Exercise goal: Count the lines in the listing below that contain the string "palm" and reply with that number alone.

Provided records:
-- -- --

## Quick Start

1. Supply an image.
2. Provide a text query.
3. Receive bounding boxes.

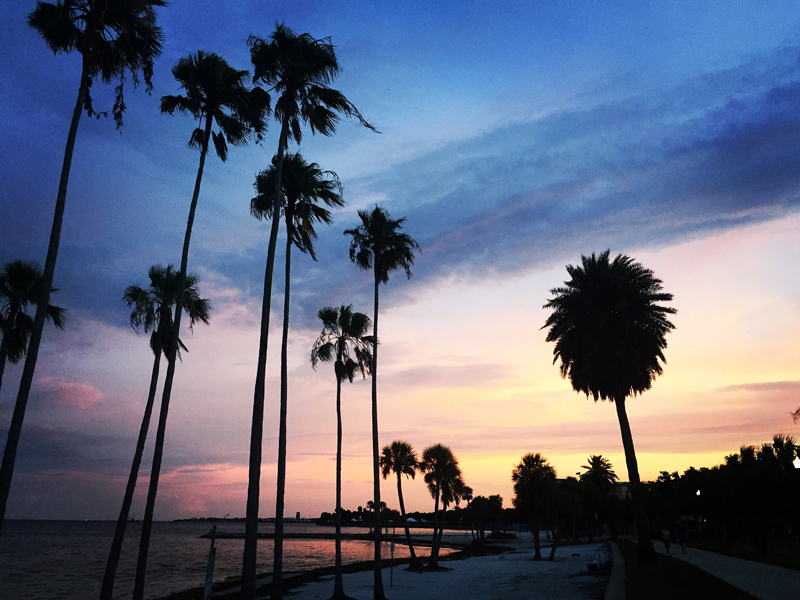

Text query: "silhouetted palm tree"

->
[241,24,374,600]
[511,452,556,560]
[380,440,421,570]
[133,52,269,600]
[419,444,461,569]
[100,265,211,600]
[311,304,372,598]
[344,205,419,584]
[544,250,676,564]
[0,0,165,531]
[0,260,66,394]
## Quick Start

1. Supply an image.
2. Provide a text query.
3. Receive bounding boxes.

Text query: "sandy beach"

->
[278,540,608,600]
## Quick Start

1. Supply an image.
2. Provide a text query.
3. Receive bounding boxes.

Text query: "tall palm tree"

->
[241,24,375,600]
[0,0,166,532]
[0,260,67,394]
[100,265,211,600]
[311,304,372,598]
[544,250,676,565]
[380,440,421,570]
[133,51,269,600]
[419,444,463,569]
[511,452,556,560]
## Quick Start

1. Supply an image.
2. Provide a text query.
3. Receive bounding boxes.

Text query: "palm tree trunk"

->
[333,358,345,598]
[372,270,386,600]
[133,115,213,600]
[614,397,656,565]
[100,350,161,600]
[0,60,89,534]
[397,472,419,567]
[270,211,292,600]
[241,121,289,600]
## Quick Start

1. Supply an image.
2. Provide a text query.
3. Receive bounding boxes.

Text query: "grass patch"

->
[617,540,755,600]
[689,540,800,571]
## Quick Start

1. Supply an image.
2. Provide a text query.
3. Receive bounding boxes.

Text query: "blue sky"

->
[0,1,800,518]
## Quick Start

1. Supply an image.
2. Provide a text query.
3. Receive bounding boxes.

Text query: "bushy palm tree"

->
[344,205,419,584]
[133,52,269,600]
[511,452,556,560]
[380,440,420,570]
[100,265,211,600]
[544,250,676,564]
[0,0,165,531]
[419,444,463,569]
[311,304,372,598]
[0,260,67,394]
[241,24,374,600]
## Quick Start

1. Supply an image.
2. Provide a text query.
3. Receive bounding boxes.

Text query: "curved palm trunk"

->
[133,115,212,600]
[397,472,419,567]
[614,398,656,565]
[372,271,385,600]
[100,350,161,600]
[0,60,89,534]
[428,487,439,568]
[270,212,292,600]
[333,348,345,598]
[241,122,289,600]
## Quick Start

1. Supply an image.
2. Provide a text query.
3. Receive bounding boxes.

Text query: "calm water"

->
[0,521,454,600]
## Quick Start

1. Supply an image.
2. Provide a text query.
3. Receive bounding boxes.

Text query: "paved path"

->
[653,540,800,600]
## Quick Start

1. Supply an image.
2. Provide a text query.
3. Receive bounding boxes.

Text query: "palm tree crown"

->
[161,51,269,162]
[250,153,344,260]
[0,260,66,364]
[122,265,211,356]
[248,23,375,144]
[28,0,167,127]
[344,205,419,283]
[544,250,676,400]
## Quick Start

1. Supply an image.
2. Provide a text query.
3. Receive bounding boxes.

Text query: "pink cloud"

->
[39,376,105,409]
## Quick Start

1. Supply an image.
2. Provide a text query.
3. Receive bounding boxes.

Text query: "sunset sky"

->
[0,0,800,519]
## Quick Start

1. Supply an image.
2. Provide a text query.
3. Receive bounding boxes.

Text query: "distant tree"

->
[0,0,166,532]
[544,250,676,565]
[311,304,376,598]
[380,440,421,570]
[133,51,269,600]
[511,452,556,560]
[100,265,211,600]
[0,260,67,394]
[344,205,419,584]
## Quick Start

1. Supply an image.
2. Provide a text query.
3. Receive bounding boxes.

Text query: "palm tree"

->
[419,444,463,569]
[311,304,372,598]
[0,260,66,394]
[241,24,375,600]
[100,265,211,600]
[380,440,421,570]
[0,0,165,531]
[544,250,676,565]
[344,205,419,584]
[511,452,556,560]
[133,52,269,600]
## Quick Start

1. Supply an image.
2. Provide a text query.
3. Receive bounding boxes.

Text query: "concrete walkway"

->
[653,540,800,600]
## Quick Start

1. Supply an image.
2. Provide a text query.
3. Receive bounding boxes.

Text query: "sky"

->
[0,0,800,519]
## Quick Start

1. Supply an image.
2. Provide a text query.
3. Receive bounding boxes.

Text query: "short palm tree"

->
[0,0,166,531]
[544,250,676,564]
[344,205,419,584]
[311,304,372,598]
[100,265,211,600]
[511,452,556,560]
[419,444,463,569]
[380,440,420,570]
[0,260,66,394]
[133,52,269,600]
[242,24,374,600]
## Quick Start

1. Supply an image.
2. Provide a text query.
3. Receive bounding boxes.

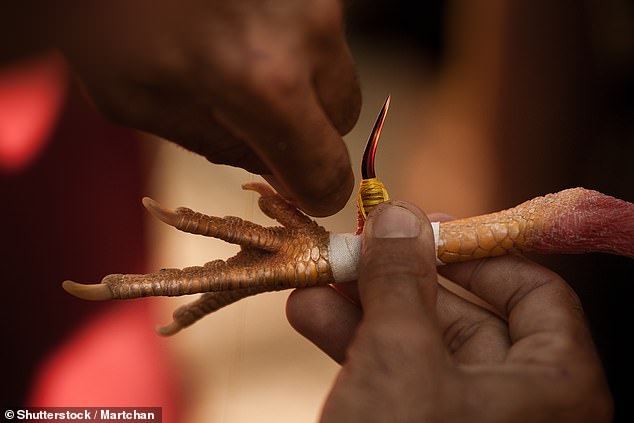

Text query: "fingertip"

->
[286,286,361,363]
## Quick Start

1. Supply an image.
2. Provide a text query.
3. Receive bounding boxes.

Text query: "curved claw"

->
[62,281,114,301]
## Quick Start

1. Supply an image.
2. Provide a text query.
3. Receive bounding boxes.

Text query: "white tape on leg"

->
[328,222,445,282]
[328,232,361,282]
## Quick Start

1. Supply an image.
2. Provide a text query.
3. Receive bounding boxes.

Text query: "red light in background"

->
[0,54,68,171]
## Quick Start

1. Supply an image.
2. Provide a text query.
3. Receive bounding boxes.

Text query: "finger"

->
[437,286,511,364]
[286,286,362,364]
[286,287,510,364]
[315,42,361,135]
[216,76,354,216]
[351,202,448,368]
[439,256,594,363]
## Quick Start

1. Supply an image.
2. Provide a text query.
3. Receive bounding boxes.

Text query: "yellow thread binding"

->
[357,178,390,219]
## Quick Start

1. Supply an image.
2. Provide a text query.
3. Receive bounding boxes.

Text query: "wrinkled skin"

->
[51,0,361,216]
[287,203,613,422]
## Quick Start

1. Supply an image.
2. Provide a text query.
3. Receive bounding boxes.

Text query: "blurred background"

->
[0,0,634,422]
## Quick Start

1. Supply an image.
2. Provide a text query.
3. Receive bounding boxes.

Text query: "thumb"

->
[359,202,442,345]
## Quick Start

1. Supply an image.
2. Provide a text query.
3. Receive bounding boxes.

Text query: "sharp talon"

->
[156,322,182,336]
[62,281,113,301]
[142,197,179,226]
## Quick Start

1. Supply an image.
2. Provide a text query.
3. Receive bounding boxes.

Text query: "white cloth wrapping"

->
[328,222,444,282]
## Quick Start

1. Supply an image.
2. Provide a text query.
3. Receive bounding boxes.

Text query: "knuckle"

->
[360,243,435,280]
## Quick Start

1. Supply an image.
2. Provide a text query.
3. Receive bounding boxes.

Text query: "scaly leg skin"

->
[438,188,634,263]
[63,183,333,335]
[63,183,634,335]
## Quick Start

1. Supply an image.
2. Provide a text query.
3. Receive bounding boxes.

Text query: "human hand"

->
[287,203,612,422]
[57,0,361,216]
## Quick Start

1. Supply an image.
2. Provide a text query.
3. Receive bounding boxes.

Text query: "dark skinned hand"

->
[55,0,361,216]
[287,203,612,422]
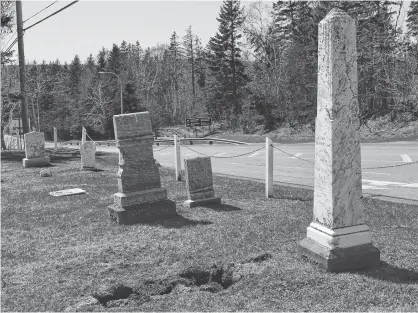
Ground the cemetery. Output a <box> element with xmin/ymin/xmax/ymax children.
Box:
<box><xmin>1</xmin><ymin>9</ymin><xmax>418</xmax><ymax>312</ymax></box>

-- -- --

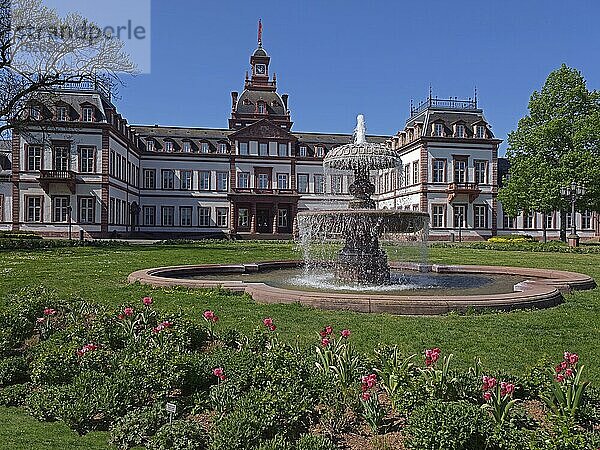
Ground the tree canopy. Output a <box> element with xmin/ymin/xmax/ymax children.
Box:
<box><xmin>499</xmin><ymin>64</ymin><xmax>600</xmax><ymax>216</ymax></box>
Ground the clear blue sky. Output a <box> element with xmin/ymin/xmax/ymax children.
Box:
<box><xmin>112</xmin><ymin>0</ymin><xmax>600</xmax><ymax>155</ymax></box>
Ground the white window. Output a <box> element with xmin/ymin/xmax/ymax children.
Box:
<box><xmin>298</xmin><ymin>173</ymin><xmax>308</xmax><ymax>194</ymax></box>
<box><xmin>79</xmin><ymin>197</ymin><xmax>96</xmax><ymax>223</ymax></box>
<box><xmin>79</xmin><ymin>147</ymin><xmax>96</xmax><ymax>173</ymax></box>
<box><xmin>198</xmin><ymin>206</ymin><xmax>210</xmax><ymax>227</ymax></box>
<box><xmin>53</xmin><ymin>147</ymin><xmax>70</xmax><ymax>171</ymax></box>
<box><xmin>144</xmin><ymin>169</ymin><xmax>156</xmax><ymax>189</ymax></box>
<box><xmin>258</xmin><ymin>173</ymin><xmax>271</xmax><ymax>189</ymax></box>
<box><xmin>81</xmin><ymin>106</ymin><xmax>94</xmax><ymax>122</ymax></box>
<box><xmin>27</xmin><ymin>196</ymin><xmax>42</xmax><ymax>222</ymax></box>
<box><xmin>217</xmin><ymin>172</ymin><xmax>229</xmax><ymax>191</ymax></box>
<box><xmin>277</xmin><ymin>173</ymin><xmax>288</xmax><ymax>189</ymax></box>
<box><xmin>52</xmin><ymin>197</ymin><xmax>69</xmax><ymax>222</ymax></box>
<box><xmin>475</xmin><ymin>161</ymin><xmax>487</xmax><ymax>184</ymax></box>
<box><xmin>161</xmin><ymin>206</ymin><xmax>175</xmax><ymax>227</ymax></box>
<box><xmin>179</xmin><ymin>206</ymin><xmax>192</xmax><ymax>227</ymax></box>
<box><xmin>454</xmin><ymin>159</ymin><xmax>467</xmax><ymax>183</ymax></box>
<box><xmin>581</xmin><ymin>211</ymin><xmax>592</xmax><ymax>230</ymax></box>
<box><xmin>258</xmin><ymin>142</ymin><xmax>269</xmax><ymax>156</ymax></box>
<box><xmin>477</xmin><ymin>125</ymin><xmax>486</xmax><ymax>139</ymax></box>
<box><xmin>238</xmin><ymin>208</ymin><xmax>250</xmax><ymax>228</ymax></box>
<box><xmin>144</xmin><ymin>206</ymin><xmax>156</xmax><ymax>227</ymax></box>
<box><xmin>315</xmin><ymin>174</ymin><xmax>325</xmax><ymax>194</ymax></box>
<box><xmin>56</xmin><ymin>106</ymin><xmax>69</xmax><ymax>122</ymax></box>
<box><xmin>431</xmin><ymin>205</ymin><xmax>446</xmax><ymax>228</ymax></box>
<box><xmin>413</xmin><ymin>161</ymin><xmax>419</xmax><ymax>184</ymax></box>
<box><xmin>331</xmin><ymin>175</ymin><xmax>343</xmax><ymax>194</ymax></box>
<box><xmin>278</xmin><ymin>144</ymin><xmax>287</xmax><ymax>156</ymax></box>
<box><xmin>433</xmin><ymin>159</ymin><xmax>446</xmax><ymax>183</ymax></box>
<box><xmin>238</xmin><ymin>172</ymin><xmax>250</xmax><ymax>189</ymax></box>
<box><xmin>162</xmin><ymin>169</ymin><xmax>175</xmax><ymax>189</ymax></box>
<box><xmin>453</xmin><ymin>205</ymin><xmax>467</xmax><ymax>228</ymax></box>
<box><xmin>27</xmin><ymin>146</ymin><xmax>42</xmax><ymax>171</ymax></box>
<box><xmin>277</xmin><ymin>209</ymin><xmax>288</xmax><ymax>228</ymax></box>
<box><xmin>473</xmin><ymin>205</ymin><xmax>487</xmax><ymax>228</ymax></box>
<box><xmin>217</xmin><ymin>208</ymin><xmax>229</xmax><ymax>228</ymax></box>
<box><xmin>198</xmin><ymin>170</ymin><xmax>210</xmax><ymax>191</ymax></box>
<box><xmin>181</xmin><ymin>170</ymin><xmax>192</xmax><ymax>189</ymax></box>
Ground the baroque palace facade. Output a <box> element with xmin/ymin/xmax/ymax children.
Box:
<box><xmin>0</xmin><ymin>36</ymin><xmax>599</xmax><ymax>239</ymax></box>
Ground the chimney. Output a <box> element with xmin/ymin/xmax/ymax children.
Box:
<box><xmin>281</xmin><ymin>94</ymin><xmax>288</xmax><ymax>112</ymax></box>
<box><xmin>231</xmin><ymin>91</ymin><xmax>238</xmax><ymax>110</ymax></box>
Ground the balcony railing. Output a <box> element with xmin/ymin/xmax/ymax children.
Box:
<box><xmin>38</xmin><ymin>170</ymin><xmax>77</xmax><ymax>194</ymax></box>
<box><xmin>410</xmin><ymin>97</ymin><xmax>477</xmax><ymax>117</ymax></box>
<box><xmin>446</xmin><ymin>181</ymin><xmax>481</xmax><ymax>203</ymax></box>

-- -- --

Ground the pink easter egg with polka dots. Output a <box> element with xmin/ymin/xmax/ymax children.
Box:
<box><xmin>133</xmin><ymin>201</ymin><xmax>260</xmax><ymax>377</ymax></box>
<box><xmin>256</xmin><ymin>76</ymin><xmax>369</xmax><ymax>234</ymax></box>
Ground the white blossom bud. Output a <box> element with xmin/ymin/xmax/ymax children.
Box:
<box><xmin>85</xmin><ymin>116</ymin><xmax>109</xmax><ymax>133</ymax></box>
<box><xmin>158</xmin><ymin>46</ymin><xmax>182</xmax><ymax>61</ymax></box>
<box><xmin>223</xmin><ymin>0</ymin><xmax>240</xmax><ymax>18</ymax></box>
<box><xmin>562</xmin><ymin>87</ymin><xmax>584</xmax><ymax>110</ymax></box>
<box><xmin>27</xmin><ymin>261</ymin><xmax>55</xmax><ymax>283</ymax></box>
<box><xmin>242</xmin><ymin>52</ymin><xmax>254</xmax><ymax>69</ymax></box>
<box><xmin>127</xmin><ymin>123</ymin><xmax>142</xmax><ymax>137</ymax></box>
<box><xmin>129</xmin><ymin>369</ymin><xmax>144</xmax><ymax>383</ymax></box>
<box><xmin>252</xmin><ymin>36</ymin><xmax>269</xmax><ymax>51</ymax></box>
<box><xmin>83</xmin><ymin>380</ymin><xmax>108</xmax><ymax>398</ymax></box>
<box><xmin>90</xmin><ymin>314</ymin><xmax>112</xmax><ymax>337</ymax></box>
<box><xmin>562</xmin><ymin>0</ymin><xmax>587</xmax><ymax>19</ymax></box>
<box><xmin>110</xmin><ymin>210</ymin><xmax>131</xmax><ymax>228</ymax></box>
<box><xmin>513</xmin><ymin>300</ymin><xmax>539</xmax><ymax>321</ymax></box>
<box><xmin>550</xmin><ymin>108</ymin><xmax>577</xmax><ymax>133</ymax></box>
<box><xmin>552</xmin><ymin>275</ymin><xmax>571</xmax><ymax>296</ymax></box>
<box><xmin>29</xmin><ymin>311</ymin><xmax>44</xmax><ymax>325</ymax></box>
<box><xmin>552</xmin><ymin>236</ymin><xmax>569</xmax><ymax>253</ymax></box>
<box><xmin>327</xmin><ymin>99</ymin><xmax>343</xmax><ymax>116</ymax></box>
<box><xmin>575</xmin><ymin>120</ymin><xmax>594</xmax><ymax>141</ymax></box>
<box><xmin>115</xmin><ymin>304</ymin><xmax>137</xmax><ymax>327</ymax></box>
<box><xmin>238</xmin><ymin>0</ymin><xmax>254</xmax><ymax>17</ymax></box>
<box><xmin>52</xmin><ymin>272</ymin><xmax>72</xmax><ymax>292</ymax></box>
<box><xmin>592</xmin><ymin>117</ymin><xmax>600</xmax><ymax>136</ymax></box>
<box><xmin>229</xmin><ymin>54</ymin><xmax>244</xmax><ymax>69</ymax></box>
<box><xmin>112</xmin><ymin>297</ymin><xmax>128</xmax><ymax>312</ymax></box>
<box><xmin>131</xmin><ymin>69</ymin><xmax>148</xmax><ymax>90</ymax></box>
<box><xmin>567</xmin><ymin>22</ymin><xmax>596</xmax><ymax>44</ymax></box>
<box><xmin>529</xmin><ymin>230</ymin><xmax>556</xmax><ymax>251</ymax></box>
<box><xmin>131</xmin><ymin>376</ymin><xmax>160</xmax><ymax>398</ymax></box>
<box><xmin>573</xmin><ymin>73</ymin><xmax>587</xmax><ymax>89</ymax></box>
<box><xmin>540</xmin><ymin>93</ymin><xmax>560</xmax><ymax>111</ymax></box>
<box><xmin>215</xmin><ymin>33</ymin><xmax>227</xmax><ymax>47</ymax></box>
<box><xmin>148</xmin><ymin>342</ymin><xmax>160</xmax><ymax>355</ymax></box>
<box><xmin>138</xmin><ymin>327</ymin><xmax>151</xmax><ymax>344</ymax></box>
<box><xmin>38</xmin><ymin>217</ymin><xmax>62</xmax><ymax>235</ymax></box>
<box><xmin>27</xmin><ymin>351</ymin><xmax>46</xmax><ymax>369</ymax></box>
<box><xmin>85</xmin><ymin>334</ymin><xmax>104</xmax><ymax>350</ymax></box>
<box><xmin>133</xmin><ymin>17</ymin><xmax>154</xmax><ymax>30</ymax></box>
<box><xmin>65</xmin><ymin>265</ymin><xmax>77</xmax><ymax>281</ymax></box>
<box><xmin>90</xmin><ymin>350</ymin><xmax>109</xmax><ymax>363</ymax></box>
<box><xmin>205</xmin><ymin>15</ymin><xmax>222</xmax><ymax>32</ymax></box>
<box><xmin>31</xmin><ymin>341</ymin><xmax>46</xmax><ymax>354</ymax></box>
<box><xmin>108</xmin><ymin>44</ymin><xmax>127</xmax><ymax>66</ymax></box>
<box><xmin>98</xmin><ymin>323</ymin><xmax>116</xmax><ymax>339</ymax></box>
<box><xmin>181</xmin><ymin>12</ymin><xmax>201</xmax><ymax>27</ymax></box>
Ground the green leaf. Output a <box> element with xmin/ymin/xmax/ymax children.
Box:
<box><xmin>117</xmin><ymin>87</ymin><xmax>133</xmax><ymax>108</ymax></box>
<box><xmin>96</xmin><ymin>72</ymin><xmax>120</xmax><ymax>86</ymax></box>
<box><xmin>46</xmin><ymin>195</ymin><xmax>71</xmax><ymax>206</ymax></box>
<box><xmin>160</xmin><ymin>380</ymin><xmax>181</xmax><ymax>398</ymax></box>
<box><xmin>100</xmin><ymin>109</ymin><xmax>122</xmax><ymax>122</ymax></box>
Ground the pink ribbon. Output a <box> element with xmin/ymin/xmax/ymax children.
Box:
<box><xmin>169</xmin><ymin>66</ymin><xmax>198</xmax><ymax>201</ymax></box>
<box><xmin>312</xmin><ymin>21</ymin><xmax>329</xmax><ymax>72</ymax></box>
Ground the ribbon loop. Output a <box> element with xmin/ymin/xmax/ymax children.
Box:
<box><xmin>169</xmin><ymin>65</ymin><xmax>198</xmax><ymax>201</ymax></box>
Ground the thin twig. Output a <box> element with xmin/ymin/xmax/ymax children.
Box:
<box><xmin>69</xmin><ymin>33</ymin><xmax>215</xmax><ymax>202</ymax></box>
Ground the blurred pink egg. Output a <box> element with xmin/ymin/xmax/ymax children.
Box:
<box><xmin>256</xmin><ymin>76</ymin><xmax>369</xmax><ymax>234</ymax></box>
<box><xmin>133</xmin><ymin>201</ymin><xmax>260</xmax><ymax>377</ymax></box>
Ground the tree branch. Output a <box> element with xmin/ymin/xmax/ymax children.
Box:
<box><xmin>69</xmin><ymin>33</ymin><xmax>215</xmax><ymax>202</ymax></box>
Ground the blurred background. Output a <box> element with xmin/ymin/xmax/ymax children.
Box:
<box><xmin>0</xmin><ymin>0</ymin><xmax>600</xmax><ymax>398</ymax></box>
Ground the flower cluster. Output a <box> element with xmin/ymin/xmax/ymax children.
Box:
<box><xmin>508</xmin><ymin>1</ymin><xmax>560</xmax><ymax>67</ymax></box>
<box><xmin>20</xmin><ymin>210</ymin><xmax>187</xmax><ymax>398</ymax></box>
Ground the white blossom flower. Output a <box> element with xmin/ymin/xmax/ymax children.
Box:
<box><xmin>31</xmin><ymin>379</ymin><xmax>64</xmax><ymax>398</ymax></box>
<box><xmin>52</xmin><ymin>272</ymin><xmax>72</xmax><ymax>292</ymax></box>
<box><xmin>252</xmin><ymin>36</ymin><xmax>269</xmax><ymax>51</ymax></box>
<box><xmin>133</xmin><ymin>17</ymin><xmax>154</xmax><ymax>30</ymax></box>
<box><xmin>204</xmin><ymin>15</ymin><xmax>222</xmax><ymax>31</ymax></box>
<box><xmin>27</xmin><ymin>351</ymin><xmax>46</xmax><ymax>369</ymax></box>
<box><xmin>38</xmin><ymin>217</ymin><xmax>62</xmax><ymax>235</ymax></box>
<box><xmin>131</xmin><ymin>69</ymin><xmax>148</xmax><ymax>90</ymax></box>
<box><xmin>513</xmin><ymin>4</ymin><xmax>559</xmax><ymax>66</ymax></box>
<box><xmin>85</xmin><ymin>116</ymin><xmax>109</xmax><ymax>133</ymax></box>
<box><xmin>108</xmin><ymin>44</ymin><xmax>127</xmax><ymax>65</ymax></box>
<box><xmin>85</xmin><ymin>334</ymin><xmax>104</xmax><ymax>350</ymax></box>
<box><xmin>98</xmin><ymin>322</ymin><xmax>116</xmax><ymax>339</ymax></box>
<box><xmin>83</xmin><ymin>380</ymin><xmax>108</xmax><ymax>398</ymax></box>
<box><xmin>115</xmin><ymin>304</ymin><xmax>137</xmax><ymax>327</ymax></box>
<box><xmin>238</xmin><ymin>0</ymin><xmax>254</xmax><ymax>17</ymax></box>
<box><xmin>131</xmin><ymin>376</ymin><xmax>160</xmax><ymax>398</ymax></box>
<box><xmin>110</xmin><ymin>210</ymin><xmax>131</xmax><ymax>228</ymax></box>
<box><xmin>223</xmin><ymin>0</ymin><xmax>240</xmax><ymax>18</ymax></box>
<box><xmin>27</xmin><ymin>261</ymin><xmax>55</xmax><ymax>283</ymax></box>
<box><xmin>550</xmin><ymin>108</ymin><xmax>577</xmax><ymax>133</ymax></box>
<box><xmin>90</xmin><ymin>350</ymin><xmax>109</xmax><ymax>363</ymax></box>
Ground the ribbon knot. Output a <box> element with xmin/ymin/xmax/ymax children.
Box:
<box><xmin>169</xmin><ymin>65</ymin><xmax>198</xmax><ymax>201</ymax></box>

-- -- --

Problem solution: 8